Task requirements:
List every line of the records that contains the string "sign", with case counting.
┄┄┄┄┄┄┄┄┄┄┄┄┄┄┄┄┄┄┄┄
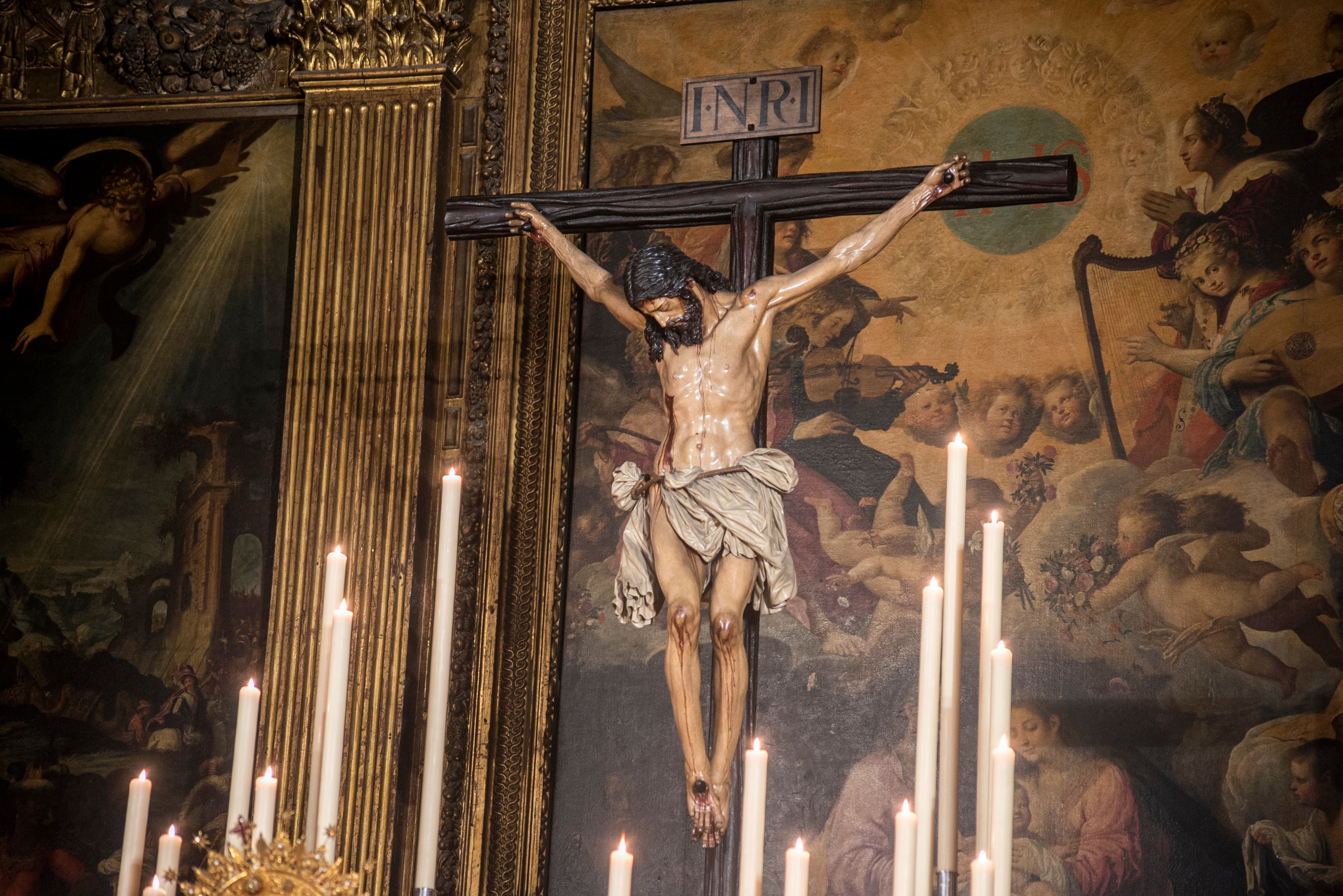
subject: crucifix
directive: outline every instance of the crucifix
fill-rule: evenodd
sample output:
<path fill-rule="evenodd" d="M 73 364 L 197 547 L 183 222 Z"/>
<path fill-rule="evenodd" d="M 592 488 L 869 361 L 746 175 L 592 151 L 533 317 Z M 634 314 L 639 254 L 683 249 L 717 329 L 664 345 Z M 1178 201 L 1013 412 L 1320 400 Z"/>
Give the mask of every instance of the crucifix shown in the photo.
<path fill-rule="evenodd" d="M 727 896 L 736 880 L 737 849 L 714 846 L 740 837 L 741 776 L 732 768 L 755 733 L 759 611 L 782 609 L 795 591 L 778 508 L 796 474 L 791 458 L 763 445 L 774 313 L 876 255 L 924 208 L 1070 201 L 1077 188 L 1072 156 L 975 164 L 959 156 L 936 167 L 778 177 L 778 137 L 752 134 L 733 141 L 731 181 L 471 196 L 449 201 L 445 216 L 450 239 L 526 232 L 544 242 L 591 298 L 647 337 L 669 435 L 657 469 L 616 473 L 615 497 L 631 519 L 615 606 L 622 621 L 643 625 L 667 604 L 667 684 L 693 836 L 708 848 L 704 892 L 712 896 Z M 864 214 L 878 218 L 826 258 L 771 277 L 775 223 Z M 631 257 L 624 289 L 564 238 L 723 224 L 731 226 L 729 278 L 654 244 Z M 723 523 L 733 516 L 748 521 L 739 529 Z M 716 664 L 712 752 L 698 703 L 705 599 Z M 747 736 L 739 737 L 743 725 Z"/>

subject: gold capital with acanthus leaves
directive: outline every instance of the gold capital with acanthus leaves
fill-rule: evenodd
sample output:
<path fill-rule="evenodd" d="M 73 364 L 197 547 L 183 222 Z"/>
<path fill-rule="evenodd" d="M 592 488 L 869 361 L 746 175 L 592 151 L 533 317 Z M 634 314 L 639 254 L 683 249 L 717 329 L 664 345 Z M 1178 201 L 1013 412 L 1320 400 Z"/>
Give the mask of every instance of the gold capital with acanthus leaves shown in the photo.
<path fill-rule="evenodd" d="M 466 0 L 302 0 L 286 36 L 295 71 L 447 66 L 457 74 L 470 40 Z"/>
<path fill-rule="evenodd" d="M 322 852 L 310 853 L 281 830 L 267 845 L 252 849 L 226 845 L 223 853 L 208 850 L 196 868 L 193 884 L 180 884 L 183 896 L 363 896 L 359 875 L 345 875 L 341 860 L 328 862 Z"/>

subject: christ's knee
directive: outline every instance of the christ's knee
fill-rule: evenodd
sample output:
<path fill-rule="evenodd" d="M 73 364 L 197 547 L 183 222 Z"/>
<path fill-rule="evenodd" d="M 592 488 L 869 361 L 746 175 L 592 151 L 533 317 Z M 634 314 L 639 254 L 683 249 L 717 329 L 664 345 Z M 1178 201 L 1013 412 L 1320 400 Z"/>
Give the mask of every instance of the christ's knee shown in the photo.
<path fill-rule="evenodd" d="M 741 643 L 741 619 L 731 613 L 713 614 L 713 646 L 727 652 Z"/>
<path fill-rule="evenodd" d="M 678 603 L 667 609 L 667 635 L 677 643 L 693 645 L 700 639 L 700 610 Z"/>

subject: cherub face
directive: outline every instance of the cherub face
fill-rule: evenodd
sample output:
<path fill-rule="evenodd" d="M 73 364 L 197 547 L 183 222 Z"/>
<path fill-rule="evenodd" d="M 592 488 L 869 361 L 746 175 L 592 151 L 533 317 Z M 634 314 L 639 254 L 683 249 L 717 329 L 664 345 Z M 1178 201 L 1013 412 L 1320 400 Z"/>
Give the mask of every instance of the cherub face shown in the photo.
<path fill-rule="evenodd" d="M 808 326 L 807 337 L 811 340 L 813 345 L 830 345 L 839 339 L 843 328 L 847 326 L 850 321 L 853 321 L 853 309 L 837 308 Z"/>
<path fill-rule="evenodd" d="M 999 442 L 1011 442 L 1021 435 L 1022 418 L 1026 415 L 1026 403 L 1019 395 L 999 395 L 984 412 L 984 429 L 990 438 Z"/>
<path fill-rule="evenodd" d="M 1190 117 L 1190 120 L 1185 122 L 1185 133 L 1180 134 L 1179 157 L 1185 161 L 1185 168 L 1187 171 L 1207 171 L 1207 167 L 1211 164 L 1221 148 L 1221 137 L 1205 140 L 1203 136 L 1198 133 L 1197 118 Z"/>
<path fill-rule="evenodd" d="M 1313 763 L 1309 759 L 1292 760 L 1292 795 L 1303 806 L 1315 809 L 1320 805 L 1320 780 L 1315 776 Z"/>
<path fill-rule="evenodd" d="M 956 406 L 943 383 L 928 383 L 905 400 L 900 422 L 915 433 L 940 435 L 956 426 Z"/>
<path fill-rule="evenodd" d="M 1011 799 L 1011 829 L 1022 832 L 1030 829 L 1030 797 L 1025 787 L 1017 787 Z"/>
<path fill-rule="evenodd" d="M 1119 535 L 1115 537 L 1119 559 L 1136 557 L 1151 545 L 1147 520 L 1140 516 L 1119 517 Z"/>
<path fill-rule="evenodd" d="M 1324 35 L 1324 64 L 1330 71 L 1343 69 L 1343 31 L 1330 31 Z"/>
<path fill-rule="evenodd" d="M 134 224 L 137 220 L 145 215 L 144 203 L 115 203 L 111 207 L 111 215 L 122 224 Z"/>
<path fill-rule="evenodd" d="M 1180 265 L 1180 274 L 1194 289 L 1213 298 L 1234 296 L 1245 282 L 1240 257 L 1215 249 L 1205 249 Z"/>
<path fill-rule="evenodd" d="M 1328 227 L 1316 227 L 1308 238 L 1309 242 L 1301 250 L 1305 270 L 1326 283 L 1343 282 L 1343 243 L 1338 234 Z"/>
<path fill-rule="evenodd" d="M 1060 383 L 1045 392 L 1045 410 L 1049 412 L 1049 422 L 1053 423 L 1054 429 L 1064 433 L 1070 433 L 1073 427 L 1091 418 L 1086 399 L 1078 395 L 1070 383 Z"/>
<path fill-rule="evenodd" d="M 1245 35 L 1232 21 L 1217 21 L 1198 35 L 1198 58 L 1205 66 L 1226 62 L 1240 50 Z"/>

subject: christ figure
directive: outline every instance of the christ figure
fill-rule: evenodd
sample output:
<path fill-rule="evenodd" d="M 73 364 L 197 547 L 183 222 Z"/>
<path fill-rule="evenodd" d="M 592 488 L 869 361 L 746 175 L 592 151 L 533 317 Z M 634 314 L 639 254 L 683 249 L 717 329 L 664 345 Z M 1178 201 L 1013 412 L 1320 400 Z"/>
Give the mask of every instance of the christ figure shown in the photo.
<path fill-rule="evenodd" d="M 948 173 L 950 172 L 950 173 Z M 782 610 L 796 592 L 782 494 L 798 482 L 792 458 L 756 447 L 751 424 L 764 395 L 770 333 L 779 312 L 851 273 L 886 247 L 929 203 L 970 181 L 964 156 L 923 183 L 819 261 L 766 277 L 740 293 L 674 246 L 634 253 L 623 289 L 530 203 L 513 203 L 514 234 L 528 232 L 568 267 L 579 287 L 630 329 L 642 329 L 662 383 L 667 435 L 641 473 L 626 462 L 611 490 L 630 510 L 615 610 L 643 626 L 667 607 L 666 676 L 681 748 L 693 837 L 716 846 L 728 822 L 732 756 L 747 697 L 741 615 Z M 945 183 L 944 183 L 945 176 Z M 713 754 L 700 709 L 700 607 L 713 642 Z"/>

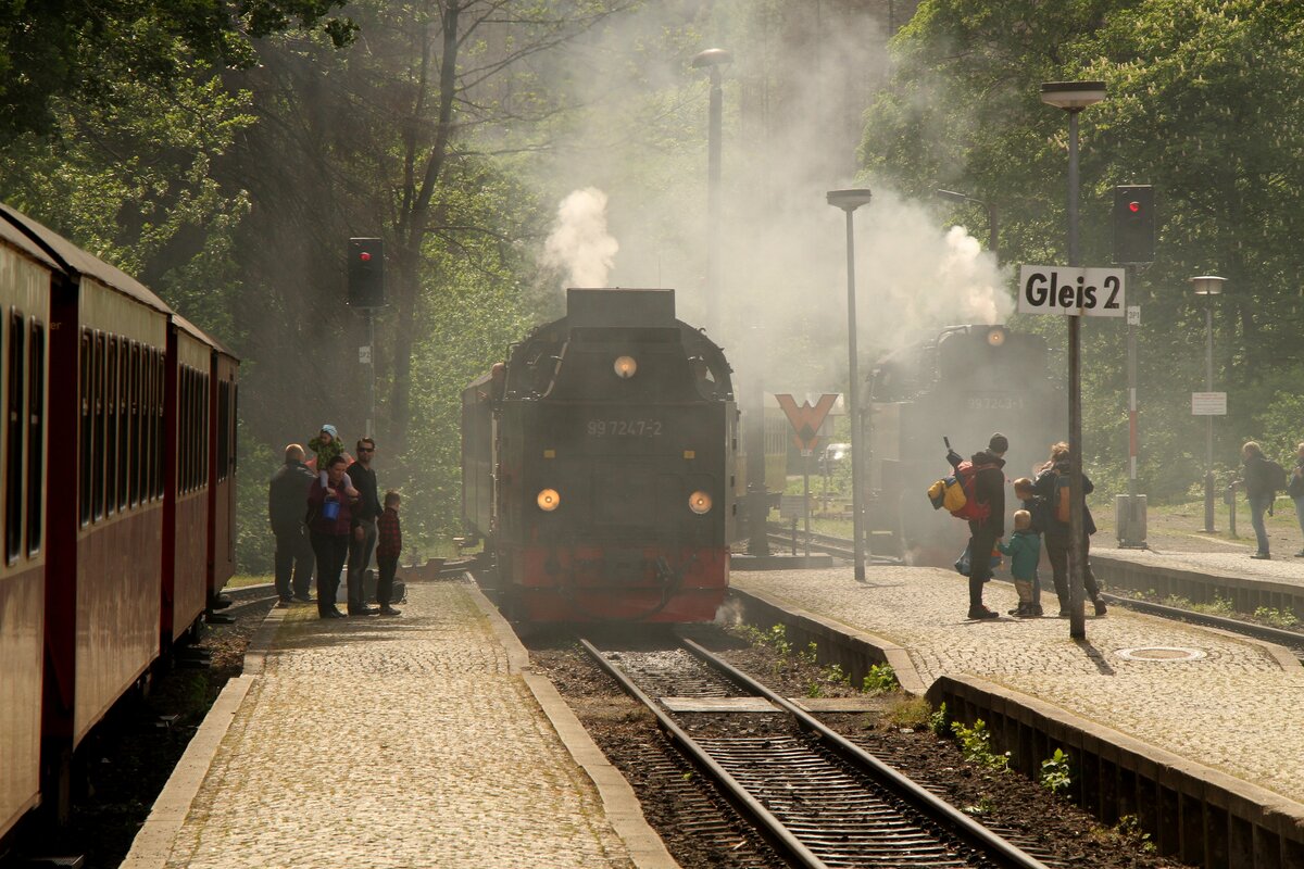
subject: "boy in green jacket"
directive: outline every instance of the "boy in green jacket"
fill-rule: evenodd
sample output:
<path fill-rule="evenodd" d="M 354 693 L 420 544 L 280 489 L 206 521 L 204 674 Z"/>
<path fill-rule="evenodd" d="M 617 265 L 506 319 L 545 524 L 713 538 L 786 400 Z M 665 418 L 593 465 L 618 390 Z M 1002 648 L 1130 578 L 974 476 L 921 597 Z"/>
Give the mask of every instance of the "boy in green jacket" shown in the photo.
<path fill-rule="evenodd" d="M 1009 572 L 1015 575 L 1015 590 L 1018 591 L 1018 606 L 1009 615 L 1037 615 L 1033 581 L 1037 578 L 1037 563 L 1042 558 L 1042 535 L 1033 530 L 1033 515 L 1026 509 L 1016 509 L 1015 533 L 1009 535 L 1008 543 L 998 542 L 996 548 L 1009 556 Z"/>

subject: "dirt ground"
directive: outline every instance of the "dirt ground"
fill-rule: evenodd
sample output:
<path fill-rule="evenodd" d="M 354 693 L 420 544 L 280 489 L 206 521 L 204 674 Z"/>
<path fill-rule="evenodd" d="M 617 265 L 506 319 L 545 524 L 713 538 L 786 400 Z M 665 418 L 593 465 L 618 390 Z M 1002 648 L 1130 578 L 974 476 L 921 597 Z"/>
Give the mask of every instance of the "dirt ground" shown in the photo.
<path fill-rule="evenodd" d="M 726 650 L 741 670 L 759 675 L 784 696 L 852 696 L 844 681 L 795 651 L 780 654 L 771 645 L 752 645 L 735 629 L 709 631 L 699 638 L 708 648 Z M 531 650 L 533 663 L 558 687 L 606 756 L 623 770 L 643 801 L 644 813 L 686 869 L 765 865 L 742 834 L 738 846 L 721 849 L 704 840 L 703 826 L 677 788 L 648 773 L 649 752 L 668 750 L 655 719 L 627 698 L 610 677 L 592 664 L 583 650 L 565 637 L 539 637 Z M 1127 823 L 1104 829 L 1064 799 L 1017 773 L 998 771 L 966 761 L 952 739 L 940 739 L 927 724 L 926 706 L 900 692 L 878 697 L 872 711 L 825 717 L 835 730 L 885 760 L 917 782 L 935 790 L 952 805 L 979 822 L 1015 838 L 1048 865 L 1093 869 L 1181 866 L 1154 856 L 1144 834 Z M 694 724 L 719 735 L 721 723 Z M 754 732 L 755 722 L 735 727 Z M 730 822 L 730 821 L 725 821 Z M 707 825 L 709 826 L 709 825 Z"/>

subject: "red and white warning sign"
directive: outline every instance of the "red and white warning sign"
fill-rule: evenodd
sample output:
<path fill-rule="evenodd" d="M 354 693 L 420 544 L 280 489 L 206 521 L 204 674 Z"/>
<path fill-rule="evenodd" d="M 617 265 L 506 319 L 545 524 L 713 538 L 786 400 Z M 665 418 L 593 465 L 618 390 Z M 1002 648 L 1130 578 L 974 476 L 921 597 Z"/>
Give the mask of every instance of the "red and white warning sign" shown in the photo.
<path fill-rule="evenodd" d="M 802 455 L 808 456 L 819 446 L 819 427 L 833 409 L 837 393 L 822 395 L 814 408 L 810 401 L 802 401 L 802 406 L 798 408 L 797 400 L 790 395 L 776 395 L 775 399 L 788 414 L 788 421 L 793 423 L 793 443 L 801 448 Z"/>

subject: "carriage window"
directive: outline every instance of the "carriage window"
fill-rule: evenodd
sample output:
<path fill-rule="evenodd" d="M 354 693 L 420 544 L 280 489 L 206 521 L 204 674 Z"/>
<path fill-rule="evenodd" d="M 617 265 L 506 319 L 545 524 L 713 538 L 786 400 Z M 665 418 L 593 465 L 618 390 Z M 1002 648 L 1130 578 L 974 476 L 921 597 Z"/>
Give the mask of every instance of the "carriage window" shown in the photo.
<path fill-rule="evenodd" d="M 130 500 L 126 472 L 132 451 L 132 347 L 124 337 L 117 354 L 117 509 L 126 509 Z"/>
<path fill-rule="evenodd" d="M 40 551 L 46 485 L 46 324 L 31 318 L 27 354 L 27 555 Z"/>
<path fill-rule="evenodd" d="M 81 397 L 81 465 L 77 469 L 77 476 L 81 478 L 81 524 L 85 528 L 90 525 L 91 516 L 91 461 L 94 456 L 93 444 L 95 443 L 93 434 L 93 420 L 91 420 L 91 386 L 93 374 L 95 371 L 94 365 L 94 336 L 90 330 L 82 330 L 81 341 L 81 383 L 80 383 L 80 397 Z"/>
<path fill-rule="evenodd" d="M 104 361 L 108 358 L 108 343 L 103 332 L 95 332 L 95 370 L 91 371 L 91 401 L 95 413 L 95 464 L 91 466 L 94 519 L 104 515 Z"/>
<path fill-rule="evenodd" d="M 5 444 L 5 516 L 4 516 L 4 551 L 5 560 L 13 564 L 22 552 L 22 434 L 23 408 L 22 393 L 26 378 L 22 374 L 23 347 L 26 345 L 23 334 L 22 314 L 10 309 L 9 314 L 9 353 L 8 388 L 9 396 L 5 403 L 5 422 L 8 443 Z"/>
<path fill-rule="evenodd" d="M 117 336 L 108 337 L 104 369 L 104 513 L 117 512 Z"/>
<path fill-rule="evenodd" d="M 164 392 L 167 391 L 167 377 L 163 371 L 166 357 L 160 350 L 154 352 L 154 496 L 163 496 L 163 408 Z"/>

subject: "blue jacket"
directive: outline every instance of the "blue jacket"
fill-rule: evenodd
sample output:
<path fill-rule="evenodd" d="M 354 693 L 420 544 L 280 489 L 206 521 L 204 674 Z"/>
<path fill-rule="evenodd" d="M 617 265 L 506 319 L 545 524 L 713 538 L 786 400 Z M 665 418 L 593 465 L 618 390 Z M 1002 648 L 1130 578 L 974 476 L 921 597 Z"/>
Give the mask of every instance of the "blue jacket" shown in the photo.
<path fill-rule="evenodd" d="M 996 543 L 1009 556 L 1009 572 L 1016 580 L 1031 582 L 1037 577 L 1037 562 L 1042 558 L 1042 535 L 1031 529 L 1015 532 L 1009 542 Z"/>

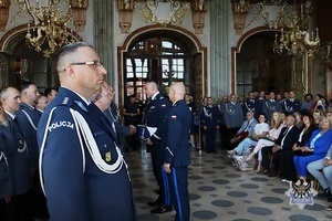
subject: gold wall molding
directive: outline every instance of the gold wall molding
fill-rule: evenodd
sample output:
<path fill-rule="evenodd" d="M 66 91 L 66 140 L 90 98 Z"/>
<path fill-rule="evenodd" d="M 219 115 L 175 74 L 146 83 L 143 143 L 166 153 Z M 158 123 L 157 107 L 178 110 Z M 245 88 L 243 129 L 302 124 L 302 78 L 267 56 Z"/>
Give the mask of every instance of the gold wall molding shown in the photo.
<path fill-rule="evenodd" d="M 247 14 L 251 9 L 251 3 L 249 0 L 232 0 L 231 9 L 235 32 L 241 35 L 243 33 Z"/>
<path fill-rule="evenodd" d="M 10 0 L 0 0 L 0 31 L 6 30 L 9 17 Z"/>
<path fill-rule="evenodd" d="M 208 9 L 208 0 L 191 0 L 191 20 L 195 34 L 203 34 L 205 14 Z"/>
<path fill-rule="evenodd" d="M 71 0 L 73 23 L 76 32 L 84 32 L 89 0 Z"/>
<path fill-rule="evenodd" d="M 121 33 L 129 33 L 133 22 L 134 0 L 117 0 Z"/>
<path fill-rule="evenodd" d="M 139 12 L 145 18 L 145 23 L 159 23 L 163 25 L 181 23 L 183 18 L 190 8 L 189 2 L 176 0 L 146 0 Z"/>

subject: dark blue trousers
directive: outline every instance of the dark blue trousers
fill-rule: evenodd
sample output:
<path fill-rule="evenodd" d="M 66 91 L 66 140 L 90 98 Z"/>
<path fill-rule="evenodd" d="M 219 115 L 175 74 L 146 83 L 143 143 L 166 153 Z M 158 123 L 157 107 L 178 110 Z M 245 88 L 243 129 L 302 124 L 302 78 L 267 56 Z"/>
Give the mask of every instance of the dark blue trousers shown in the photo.
<path fill-rule="evenodd" d="M 164 178 L 163 178 L 163 170 L 162 167 L 164 165 L 164 151 L 152 151 L 151 152 L 152 156 L 152 164 L 153 164 L 153 171 L 154 171 L 154 176 L 156 178 L 156 181 L 158 183 L 158 188 L 159 188 L 159 200 L 162 200 L 162 202 L 165 202 L 165 192 L 164 192 Z"/>
<path fill-rule="evenodd" d="M 190 206 L 188 192 L 188 168 L 172 168 L 172 172 L 167 173 L 168 186 L 170 190 L 172 204 L 176 210 L 176 221 L 189 221 Z"/>
<path fill-rule="evenodd" d="M 206 150 L 207 151 L 215 151 L 216 150 L 216 135 L 217 128 L 216 127 L 208 127 L 205 130 L 205 139 L 206 139 Z"/>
┄┄┄┄┄┄┄┄┄┄┄┄┄┄┄┄┄┄┄┄
Worked solution:
subject: "red and white warning sign"
directive: outline every instance of the "red and white warning sign"
Give the mask of every instance of the "red and white warning sign" shown in the photo.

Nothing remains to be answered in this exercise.